EXERCISE AIM:
Reproduce the lines below verbatim, from the first one through the line containing "[140,158,291,279]", with both ends included. Leave the pictures out.
=== RECORDED DATA ===
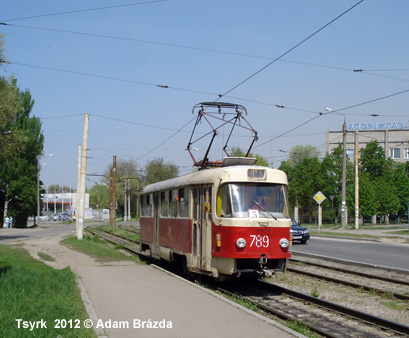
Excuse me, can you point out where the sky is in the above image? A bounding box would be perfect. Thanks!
[0,0,409,188]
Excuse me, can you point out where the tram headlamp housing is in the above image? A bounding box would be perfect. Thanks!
[236,238,247,249]
[278,238,290,249]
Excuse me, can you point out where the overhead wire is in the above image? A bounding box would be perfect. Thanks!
[1,0,168,21]
[218,0,364,99]
[3,0,402,165]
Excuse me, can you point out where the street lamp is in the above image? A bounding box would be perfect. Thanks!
[34,154,54,225]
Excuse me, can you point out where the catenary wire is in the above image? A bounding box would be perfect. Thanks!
[1,0,168,21]
[218,0,364,99]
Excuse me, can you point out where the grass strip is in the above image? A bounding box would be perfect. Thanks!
[0,245,96,338]
[61,235,141,263]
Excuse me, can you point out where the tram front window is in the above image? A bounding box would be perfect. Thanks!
[217,183,288,218]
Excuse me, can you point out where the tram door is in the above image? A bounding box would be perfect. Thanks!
[152,193,160,256]
[192,186,210,269]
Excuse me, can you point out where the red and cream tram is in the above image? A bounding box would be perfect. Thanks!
[140,158,291,279]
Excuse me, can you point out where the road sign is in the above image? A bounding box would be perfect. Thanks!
[313,191,326,204]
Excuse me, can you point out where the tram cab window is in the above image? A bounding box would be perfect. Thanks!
[179,188,189,217]
[160,191,169,217]
[217,183,288,218]
[169,190,179,217]
[216,184,232,217]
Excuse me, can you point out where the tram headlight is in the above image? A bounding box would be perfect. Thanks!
[278,238,290,249]
[236,238,247,249]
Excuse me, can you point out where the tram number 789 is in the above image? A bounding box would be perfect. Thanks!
[250,235,270,248]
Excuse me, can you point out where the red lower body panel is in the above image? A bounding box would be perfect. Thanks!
[212,224,291,259]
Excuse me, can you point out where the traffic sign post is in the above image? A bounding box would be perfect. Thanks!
[313,191,326,232]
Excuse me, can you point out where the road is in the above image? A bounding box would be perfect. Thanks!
[0,223,75,244]
[292,237,409,271]
[0,223,409,271]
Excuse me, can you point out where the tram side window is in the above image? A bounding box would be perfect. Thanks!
[169,190,179,217]
[145,194,153,217]
[216,184,232,217]
[160,191,169,217]
[193,188,199,219]
[141,194,152,217]
[209,187,213,219]
[140,196,146,217]
[179,188,189,217]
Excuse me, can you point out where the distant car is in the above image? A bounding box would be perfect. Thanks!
[60,212,70,221]
[290,218,310,244]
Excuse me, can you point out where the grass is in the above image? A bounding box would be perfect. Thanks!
[382,300,407,311]
[37,252,55,262]
[0,246,96,338]
[61,235,141,263]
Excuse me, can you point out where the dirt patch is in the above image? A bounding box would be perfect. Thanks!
[8,235,135,271]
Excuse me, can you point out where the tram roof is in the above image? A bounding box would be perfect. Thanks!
[142,165,288,193]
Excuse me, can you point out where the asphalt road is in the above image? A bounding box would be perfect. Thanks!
[292,237,409,271]
[0,223,75,244]
[0,223,409,271]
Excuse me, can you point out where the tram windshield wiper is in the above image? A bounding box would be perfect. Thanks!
[253,200,277,221]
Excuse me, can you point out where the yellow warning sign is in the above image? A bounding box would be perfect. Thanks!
[313,191,326,204]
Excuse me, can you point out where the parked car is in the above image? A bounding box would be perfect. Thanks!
[290,218,310,244]
[60,212,70,221]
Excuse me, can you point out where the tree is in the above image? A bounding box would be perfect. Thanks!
[360,141,388,180]
[392,162,409,217]
[143,158,179,184]
[359,173,379,218]
[321,144,355,221]
[360,141,400,222]
[230,147,270,167]
[88,183,109,209]
[0,79,44,227]
[286,157,323,221]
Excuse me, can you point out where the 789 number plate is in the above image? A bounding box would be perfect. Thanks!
[250,235,270,248]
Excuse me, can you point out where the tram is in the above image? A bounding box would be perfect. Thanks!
[140,157,291,280]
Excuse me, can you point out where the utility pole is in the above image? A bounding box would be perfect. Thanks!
[77,114,89,239]
[112,156,116,231]
[109,169,114,227]
[124,178,128,222]
[75,145,81,238]
[128,181,131,221]
[341,116,348,229]
[355,129,359,230]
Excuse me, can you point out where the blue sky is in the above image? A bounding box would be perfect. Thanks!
[0,0,409,187]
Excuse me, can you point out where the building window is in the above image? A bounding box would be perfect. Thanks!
[391,148,400,158]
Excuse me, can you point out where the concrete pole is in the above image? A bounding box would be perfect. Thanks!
[75,145,81,238]
[112,156,116,231]
[341,116,348,229]
[355,129,359,229]
[34,163,41,226]
[128,181,131,221]
[77,114,89,239]
[124,178,128,222]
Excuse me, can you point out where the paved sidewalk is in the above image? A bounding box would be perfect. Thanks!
[74,265,303,338]
[9,234,304,338]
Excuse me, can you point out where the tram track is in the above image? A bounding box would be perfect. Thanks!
[217,280,409,338]
[287,254,409,301]
[83,224,409,338]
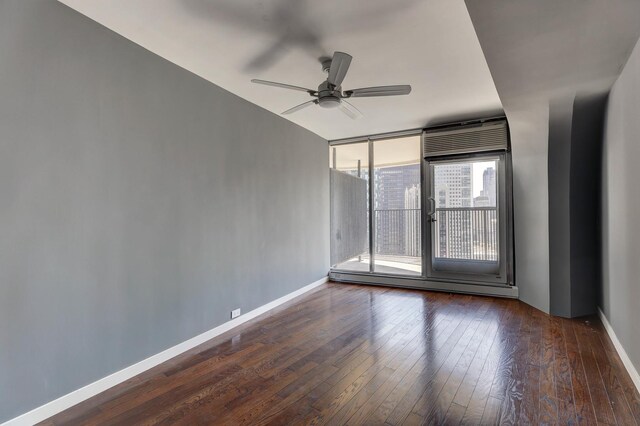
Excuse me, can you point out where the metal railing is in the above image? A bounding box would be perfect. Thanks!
[374,207,499,261]
[433,207,498,261]
[374,209,422,257]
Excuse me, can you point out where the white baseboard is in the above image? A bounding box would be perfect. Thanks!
[598,308,640,392]
[2,277,329,426]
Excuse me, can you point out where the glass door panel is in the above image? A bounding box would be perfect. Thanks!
[329,141,371,272]
[428,155,506,283]
[372,136,423,276]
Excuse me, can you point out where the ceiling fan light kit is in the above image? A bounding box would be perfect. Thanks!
[251,52,411,119]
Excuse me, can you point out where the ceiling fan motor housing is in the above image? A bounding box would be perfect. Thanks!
[318,81,340,108]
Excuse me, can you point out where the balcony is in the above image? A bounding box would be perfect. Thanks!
[336,207,499,276]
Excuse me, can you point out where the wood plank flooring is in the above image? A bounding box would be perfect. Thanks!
[43,283,640,425]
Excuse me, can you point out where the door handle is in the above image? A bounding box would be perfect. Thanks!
[427,197,436,222]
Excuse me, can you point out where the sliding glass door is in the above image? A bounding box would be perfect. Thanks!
[330,135,423,277]
[427,154,507,283]
[373,136,423,276]
[330,122,513,291]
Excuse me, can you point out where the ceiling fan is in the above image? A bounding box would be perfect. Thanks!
[251,52,411,119]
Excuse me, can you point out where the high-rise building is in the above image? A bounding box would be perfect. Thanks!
[476,167,496,207]
[404,185,422,257]
[374,164,420,255]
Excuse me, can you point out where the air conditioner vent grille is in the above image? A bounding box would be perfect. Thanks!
[423,121,509,158]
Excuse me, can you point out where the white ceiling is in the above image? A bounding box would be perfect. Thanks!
[60,0,502,139]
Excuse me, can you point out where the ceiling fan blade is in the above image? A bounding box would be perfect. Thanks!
[344,84,411,98]
[251,78,316,95]
[340,99,362,120]
[327,52,353,87]
[282,100,318,115]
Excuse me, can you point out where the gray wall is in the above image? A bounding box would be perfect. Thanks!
[549,93,607,318]
[0,0,329,422]
[548,97,573,317]
[505,104,549,312]
[600,38,640,376]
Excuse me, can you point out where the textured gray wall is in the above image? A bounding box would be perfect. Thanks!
[0,0,329,422]
[548,97,573,317]
[549,93,607,318]
[570,93,608,317]
[600,43,640,378]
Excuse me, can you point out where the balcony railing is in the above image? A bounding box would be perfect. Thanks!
[374,207,499,262]
[434,207,498,262]
[374,209,422,258]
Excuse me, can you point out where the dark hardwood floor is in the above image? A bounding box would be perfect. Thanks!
[44,283,640,425]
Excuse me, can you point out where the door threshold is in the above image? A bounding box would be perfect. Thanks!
[329,271,518,299]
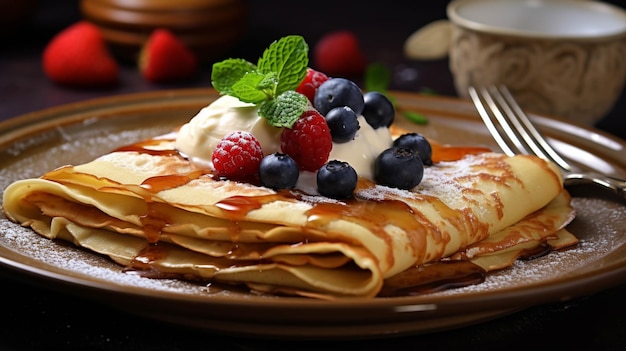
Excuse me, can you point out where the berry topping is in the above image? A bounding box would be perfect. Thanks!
[374,147,424,190]
[317,160,358,199]
[313,78,365,116]
[326,106,359,143]
[363,91,396,129]
[211,131,263,181]
[280,110,333,172]
[296,68,328,103]
[259,152,300,189]
[393,133,433,166]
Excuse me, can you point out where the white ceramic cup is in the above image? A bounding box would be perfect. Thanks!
[447,0,626,125]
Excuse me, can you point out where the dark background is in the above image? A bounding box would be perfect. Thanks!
[0,0,626,351]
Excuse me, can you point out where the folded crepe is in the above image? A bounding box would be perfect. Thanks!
[3,133,577,298]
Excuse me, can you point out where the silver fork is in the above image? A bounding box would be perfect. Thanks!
[469,86,626,199]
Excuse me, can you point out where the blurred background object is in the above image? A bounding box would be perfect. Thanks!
[0,0,39,35]
[80,0,248,61]
[448,0,626,126]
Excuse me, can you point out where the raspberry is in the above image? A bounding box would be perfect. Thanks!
[280,110,333,172]
[211,131,263,181]
[296,68,328,103]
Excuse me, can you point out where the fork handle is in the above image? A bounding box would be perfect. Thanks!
[564,172,626,199]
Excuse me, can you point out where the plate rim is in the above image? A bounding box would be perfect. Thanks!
[0,88,626,338]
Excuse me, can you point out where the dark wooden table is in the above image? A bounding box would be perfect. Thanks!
[0,0,626,351]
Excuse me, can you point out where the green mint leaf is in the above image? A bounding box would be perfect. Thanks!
[229,72,268,104]
[363,63,391,93]
[257,35,309,97]
[211,59,257,95]
[259,90,308,128]
[258,72,278,97]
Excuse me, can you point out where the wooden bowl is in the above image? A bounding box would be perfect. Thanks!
[80,0,248,62]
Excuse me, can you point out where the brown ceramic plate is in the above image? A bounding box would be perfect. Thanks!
[0,89,626,338]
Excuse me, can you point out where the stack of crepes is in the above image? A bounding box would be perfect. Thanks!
[3,128,577,298]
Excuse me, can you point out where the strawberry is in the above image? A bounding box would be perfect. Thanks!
[280,110,333,172]
[42,21,119,87]
[211,131,263,181]
[313,30,367,76]
[139,28,198,83]
[296,68,328,103]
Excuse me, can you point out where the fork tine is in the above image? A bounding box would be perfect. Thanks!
[469,86,571,171]
[498,86,571,171]
[468,86,518,156]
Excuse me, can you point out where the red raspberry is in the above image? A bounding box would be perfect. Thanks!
[280,110,333,172]
[211,131,263,181]
[296,68,328,103]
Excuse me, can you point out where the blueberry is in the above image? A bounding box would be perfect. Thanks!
[259,152,300,189]
[317,160,358,199]
[374,147,424,190]
[325,106,359,143]
[393,133,433,166]
[363,91,396,129]
[313,78,365,116]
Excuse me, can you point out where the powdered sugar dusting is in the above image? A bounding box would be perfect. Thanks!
[0,108,626,304]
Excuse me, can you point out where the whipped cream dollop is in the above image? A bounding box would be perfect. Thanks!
[176,95,282,167]
[176,95,393,179]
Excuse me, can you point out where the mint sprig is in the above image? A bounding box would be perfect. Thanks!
[211,35,309,128]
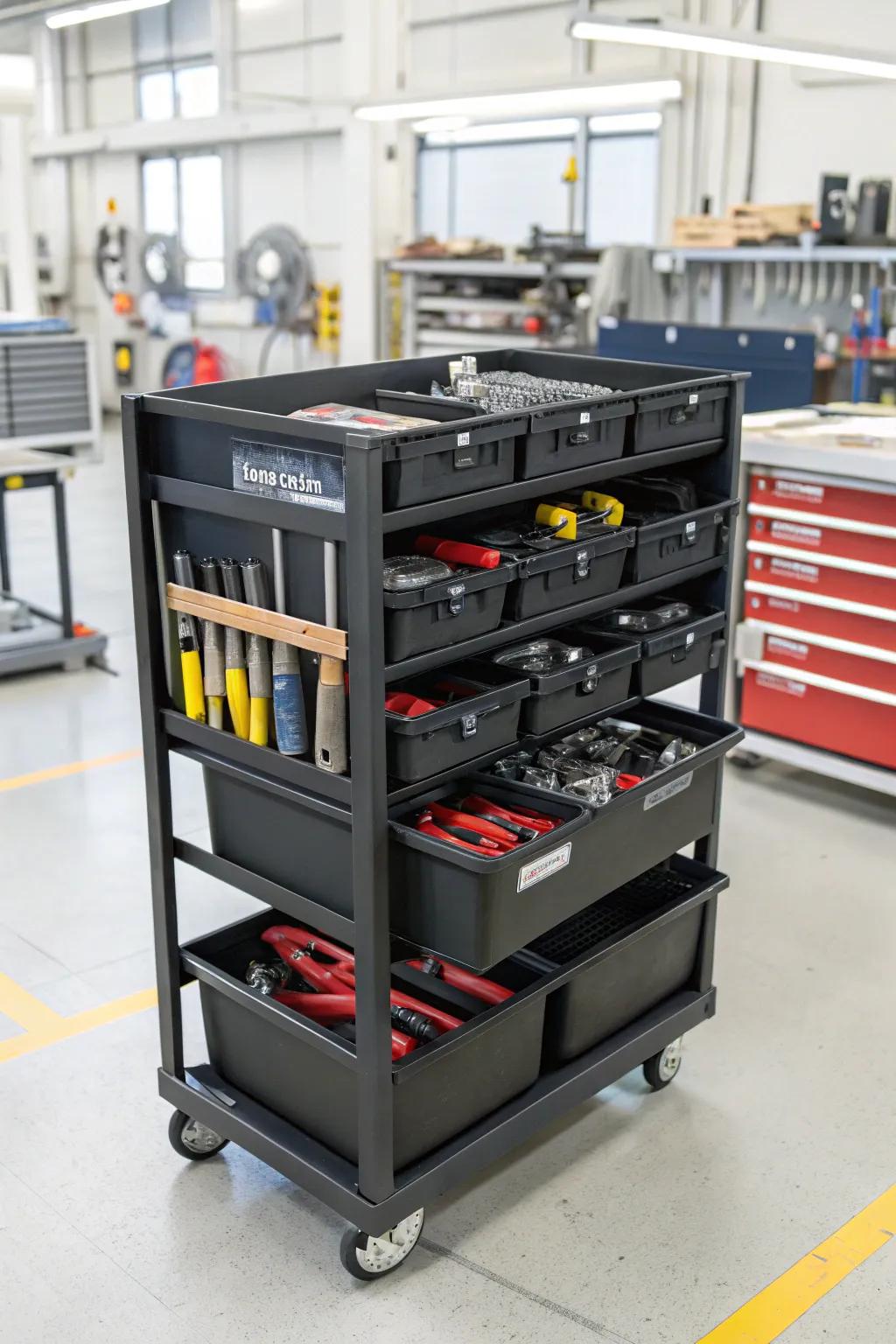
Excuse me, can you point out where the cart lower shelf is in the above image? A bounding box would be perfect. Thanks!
===
TASK ANSWER:
Excuse me, can you point out where the sky is in the above image? A bounding box would be perfect. Thanks!
[0,0,409,188]
Excuse me, can you point out where the tram headlamp housing is in the above image? A bounding box would be perfect. Thanks!
[236,238,247,249]
[278,238,290,249]
Excuse me, can you point out where the overhead wire is in the above image? A bounding box would be perfect. Thanks!
[1,0,168,21]
[218,0,364,99]
[3,0,402,165]
Excuse me, can you point out where the street lamp is in the above image? A bounding box would be perfect. Thanks!
[34,154,54,225]
Excuse me, can you point out where the catenary wire is in the above image? A bounding box would be perfect. Thanks!
[1,0,168,21]
[218,0,364,99]
Excuse me, can you point out where the grass strip is in the above image? A bounding box would be perfect. Thanks!
[0,245,96,338]
[61,235,141,263]
Excuse me, can you point out where the tram front window is in the above image? A bounding box would be perfect. Thanks!
[217,183,288,218]
Excuse me, can you point out where the tram door is in the above image? A bounding box would be perfect. Thanks!
[152,193,160,256]
[192,186,210,269]
Excuse me, can you point out where the red and cream tram is in the above image? A bounding box would be perfect. Thanks!
[140,158,291,279]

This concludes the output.